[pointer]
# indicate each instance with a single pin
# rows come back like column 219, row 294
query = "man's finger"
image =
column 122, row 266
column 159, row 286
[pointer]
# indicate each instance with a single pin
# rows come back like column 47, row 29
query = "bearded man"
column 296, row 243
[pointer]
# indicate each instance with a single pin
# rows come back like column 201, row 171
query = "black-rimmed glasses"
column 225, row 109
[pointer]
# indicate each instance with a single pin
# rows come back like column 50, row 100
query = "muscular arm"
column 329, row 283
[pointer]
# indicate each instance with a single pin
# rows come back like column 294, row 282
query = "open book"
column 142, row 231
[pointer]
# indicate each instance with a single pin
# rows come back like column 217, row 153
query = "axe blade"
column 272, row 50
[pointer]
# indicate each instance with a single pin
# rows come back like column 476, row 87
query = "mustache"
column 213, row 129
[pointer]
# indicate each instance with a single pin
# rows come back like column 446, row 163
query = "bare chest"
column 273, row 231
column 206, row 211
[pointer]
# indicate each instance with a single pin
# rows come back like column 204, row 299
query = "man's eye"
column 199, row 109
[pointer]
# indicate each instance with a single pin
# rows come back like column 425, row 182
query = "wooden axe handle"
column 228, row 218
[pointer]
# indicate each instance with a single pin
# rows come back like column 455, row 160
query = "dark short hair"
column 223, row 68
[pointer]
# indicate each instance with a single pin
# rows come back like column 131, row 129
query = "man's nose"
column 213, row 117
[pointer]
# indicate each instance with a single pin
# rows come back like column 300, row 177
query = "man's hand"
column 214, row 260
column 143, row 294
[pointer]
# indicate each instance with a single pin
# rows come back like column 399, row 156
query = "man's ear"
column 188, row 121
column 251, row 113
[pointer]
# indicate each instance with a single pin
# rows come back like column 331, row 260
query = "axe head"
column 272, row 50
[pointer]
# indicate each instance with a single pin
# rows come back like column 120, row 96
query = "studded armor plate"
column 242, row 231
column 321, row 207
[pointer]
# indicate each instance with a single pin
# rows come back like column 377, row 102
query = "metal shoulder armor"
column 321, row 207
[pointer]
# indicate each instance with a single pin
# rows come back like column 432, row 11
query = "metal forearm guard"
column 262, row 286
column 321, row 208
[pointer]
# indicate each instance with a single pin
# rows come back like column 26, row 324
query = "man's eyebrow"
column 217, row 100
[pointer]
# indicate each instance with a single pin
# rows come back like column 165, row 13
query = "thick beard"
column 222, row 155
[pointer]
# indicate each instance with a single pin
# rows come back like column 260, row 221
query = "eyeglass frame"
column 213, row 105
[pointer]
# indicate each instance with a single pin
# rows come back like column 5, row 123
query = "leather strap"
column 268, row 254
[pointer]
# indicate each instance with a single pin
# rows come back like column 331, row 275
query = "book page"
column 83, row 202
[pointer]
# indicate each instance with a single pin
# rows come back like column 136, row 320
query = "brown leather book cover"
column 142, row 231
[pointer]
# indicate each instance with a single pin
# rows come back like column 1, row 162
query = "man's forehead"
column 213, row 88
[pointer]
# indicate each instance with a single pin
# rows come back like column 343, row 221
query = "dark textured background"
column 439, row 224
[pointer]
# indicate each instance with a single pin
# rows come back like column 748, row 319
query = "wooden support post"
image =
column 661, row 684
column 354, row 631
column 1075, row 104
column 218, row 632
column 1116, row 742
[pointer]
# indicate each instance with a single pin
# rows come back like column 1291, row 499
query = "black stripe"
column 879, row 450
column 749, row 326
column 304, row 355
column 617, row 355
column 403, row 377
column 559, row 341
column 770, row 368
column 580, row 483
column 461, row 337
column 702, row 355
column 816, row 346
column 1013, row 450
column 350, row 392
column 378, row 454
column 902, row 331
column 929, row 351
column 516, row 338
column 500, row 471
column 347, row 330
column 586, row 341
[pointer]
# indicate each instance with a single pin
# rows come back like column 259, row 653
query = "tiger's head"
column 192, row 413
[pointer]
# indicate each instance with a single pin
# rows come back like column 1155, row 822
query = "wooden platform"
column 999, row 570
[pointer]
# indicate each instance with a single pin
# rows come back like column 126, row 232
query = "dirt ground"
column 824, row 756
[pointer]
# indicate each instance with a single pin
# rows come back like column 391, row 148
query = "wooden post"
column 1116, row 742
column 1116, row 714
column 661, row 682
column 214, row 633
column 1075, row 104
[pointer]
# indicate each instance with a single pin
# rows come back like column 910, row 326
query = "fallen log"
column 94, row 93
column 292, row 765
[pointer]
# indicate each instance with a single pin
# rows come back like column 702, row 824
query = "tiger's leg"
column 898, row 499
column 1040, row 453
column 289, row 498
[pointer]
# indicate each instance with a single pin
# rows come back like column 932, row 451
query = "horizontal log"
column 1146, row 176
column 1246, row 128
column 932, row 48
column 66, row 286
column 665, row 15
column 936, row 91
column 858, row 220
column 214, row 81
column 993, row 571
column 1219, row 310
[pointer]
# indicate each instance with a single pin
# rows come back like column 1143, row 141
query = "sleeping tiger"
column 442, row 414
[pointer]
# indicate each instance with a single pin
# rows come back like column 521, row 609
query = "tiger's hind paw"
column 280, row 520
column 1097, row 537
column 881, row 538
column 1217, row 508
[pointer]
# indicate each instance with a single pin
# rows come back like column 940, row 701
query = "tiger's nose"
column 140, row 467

_ _ _ _

### WHAT YOU WILL DO
Report how many lines in the rows above contain the string "dark", and give only that number.

### RESULT OF THE TASK
2